• [PROBLEMS TO SOLVE]
• A. Name every source that the text on work-life balance quotes.
• B. Write out the stretch of the text on work-life balance from "There is no" through "luck out there.", word for word.

• [EXTRACT]
☆ ☆ ☆ ☆ ☆

The Great Resignation is seemingly over. That doesn’t mean that the pandemic hasn’t transformed our relationship with work.

Work-life balance is no longer a luxury but a necessity. As Ramp Capital writes:

“If the Great Resignation and the working from home movement taught us anything, it’s that life is all about balance. People quit in droves because they were unhappy with their work situations and thought better opportunities laid elsewhere. Many people who started working from home realized how much happier they were.”

In an economy with a 3.5% unemployment rate your employer is lucky to have you. As Tim Denning writes:

“Your boss is lucky to have you. You can always get another job – and their ability to hire fast and replace people is never great. So tell them how you work. You no longer do back-to-back meetings. End of story.”

Smart employer are going to have to do more than order employees back into the office. They are going to have to make it attractive. As Fred Wilson writes:

“I don’t think the answer is restricting flexibility around where people work. That feels like table stakes now for knowledge workers. I think the answer is figuring out how to get people back together more frequently in ways they want to convene in person.”

There is no perfect solution. Absolutists are inevitably wrong. All there is trying, adjusting and hoping for the best. As Ben Carlson notes:

“Having a good work-life balance means sometimes you wish you were working harder and sometimes you wish you were spending more time with the people you love…I would love to share the secret to a happy life that’s perfectly calibrated. The truth is that there are no secrets to this stuff.”

Perfection is impossible. Balance is fleeting. Good luck out there.

☆ ☆ ☆ ☆ ☆

• [EXTRACTED DATA]
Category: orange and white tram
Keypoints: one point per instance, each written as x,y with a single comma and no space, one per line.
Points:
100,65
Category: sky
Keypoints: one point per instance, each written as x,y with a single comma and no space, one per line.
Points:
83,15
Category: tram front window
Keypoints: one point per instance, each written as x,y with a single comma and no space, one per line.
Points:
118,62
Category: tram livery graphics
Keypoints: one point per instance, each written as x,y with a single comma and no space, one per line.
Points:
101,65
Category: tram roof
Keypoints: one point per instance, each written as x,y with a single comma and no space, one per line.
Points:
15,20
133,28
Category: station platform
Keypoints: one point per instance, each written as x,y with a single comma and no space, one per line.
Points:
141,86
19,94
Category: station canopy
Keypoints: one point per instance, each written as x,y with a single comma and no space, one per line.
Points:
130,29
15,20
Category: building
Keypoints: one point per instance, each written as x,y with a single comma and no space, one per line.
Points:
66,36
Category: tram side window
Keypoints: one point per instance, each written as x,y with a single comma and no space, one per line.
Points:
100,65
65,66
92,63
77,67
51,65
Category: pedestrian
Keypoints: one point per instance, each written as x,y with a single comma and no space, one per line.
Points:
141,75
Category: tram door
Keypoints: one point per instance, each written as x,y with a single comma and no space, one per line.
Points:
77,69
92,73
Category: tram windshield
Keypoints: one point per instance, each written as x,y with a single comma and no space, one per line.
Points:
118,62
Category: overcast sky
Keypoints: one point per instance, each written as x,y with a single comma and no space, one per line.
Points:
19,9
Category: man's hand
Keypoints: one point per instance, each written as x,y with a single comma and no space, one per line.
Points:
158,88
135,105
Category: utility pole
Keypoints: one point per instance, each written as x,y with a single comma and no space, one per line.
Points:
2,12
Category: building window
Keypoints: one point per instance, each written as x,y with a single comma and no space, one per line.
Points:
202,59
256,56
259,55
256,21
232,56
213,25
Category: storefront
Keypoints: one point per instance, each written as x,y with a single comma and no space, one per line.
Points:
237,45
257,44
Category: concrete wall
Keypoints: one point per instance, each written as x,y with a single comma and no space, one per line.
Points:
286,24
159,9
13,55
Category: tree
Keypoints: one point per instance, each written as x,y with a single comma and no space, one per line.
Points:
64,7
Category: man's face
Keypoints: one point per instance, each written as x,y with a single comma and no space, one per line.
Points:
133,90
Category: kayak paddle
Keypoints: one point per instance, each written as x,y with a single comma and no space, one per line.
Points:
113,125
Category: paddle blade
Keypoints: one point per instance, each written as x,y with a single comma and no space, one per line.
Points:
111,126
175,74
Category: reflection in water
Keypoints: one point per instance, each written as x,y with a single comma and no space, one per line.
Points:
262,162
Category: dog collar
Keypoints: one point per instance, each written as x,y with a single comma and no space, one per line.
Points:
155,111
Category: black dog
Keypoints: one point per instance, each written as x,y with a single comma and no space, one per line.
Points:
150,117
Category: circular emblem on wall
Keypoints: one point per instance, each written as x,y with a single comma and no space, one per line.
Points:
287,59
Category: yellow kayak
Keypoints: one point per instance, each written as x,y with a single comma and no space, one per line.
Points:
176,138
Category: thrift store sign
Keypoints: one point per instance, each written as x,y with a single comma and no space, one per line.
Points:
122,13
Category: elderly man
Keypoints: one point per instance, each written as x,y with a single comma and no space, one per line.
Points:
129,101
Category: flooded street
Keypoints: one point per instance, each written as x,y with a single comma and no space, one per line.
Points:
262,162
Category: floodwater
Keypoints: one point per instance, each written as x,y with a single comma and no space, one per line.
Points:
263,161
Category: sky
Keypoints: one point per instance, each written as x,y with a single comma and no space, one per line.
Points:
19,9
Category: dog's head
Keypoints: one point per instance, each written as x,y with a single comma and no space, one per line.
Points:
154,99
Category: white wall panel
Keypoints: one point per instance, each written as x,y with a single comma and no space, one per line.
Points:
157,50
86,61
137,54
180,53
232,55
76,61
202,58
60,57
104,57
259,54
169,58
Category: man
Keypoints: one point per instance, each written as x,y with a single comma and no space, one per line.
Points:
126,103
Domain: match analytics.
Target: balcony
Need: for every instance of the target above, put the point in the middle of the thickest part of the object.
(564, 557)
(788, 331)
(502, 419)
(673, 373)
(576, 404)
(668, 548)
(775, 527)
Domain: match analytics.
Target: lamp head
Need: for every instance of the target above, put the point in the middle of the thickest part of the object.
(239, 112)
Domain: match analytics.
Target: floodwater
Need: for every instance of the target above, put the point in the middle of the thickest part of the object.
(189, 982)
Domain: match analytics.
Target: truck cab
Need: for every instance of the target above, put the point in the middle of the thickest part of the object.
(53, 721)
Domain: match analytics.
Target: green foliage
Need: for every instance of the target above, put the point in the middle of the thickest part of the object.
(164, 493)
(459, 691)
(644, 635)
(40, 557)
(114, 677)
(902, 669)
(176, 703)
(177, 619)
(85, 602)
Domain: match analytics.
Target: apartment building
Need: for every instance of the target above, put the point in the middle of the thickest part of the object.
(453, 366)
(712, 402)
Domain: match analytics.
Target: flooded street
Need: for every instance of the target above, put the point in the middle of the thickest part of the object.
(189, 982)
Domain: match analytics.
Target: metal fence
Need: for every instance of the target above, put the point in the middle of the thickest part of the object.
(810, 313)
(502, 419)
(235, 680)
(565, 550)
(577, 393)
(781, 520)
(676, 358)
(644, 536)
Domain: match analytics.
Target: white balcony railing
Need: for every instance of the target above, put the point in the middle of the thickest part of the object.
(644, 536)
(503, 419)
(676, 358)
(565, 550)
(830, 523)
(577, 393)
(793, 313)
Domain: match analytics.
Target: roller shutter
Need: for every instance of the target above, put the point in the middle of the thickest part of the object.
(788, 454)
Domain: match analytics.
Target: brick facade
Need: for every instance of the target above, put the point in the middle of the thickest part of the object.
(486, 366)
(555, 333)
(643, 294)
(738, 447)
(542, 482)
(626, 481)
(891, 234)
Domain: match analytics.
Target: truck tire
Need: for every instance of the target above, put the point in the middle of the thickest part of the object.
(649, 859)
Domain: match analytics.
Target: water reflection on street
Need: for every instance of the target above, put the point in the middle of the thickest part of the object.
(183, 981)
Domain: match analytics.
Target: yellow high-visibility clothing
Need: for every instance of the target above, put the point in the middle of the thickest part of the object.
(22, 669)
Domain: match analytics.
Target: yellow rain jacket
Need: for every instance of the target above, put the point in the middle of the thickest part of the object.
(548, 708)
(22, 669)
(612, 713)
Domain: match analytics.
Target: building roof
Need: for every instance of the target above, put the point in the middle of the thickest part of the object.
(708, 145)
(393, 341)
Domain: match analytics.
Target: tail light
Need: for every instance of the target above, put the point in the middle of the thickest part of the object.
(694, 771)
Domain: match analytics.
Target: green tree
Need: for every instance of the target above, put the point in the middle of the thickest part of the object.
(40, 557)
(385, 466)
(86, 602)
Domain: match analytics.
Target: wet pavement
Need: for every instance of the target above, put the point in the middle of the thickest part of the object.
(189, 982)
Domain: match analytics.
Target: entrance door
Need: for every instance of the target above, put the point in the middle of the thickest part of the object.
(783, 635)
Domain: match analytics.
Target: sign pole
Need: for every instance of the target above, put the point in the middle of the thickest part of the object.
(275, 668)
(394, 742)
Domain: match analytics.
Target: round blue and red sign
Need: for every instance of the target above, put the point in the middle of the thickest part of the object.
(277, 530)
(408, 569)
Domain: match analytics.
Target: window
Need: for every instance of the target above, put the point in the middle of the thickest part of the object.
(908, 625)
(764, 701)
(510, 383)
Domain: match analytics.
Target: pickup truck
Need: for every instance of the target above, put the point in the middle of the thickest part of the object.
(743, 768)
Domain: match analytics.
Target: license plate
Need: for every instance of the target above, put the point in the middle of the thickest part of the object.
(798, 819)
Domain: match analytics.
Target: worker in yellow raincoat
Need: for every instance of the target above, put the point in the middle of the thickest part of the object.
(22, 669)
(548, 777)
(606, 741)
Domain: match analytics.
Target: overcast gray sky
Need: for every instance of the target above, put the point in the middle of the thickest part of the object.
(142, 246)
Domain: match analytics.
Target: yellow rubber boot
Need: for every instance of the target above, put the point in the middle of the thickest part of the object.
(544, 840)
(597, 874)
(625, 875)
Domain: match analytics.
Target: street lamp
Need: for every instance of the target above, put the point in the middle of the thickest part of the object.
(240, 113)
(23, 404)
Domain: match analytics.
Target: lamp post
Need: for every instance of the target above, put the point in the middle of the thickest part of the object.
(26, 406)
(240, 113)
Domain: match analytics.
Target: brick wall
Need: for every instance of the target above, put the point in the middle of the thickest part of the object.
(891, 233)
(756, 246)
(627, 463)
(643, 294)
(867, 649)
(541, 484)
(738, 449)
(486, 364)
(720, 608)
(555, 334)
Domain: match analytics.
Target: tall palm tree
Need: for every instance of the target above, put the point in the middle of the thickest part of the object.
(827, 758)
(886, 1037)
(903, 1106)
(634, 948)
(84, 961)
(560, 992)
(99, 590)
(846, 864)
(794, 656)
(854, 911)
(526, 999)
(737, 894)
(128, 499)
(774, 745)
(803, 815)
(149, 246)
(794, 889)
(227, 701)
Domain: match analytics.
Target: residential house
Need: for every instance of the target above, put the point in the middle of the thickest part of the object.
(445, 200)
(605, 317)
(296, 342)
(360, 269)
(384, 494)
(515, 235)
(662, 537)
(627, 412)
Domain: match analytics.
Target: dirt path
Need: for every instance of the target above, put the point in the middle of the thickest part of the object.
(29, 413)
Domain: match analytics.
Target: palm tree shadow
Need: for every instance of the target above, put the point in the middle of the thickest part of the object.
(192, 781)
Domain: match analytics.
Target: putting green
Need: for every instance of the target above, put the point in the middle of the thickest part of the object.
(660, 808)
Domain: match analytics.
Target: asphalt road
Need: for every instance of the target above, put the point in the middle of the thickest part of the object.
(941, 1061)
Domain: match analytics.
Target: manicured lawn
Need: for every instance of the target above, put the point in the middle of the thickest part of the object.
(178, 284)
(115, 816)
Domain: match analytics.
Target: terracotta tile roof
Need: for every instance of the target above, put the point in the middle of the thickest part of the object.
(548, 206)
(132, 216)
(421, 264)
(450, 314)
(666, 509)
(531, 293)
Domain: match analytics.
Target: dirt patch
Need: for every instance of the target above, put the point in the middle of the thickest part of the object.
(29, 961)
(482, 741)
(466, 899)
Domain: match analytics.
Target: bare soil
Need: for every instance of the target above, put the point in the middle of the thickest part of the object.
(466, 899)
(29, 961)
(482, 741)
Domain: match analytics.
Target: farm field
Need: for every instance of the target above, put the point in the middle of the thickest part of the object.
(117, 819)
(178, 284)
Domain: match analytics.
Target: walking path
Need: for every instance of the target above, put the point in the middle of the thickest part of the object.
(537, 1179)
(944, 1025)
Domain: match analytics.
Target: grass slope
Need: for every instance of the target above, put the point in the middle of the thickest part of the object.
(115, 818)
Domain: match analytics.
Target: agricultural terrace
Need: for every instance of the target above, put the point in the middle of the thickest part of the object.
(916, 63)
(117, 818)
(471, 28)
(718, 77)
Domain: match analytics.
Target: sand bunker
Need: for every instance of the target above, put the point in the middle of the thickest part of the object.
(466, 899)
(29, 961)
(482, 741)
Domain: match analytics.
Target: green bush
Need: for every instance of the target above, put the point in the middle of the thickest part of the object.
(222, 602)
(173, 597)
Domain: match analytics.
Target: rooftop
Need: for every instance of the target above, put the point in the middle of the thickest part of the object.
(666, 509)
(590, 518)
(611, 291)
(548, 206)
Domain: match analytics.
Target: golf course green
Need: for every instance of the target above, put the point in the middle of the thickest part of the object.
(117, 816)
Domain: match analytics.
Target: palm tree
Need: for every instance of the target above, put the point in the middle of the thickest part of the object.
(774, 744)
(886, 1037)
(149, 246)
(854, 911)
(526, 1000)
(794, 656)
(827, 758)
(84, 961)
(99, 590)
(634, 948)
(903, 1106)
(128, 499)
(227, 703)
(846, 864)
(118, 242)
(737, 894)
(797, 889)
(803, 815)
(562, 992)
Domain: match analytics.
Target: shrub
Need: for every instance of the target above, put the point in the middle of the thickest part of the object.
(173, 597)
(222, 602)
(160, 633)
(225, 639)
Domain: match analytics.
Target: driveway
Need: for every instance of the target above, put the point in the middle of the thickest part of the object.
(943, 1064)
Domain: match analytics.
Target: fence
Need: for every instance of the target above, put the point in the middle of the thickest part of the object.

☆ ☆ ☆ ☆ ☆

• [ANSWER LIST]
• A. Ramp Capital, Tim Denning, Fred Wilson, Ben Carlson

• B.
There is no perfect solution. Absolutists are inevitably wrong. All there is trying, adjusting and hoping for the best. As Ben Carlson notes:

“Having a good work-life balance means sometimes you wish you were working harder and sometimes you wish you were spending more time with the people you love…I would love to share the secret to a happy life that’s perfectly calibrated. The truth is that there are no secrets to this stuff.”

Perfection is impossible. Balance is fleeting. Good luck out there.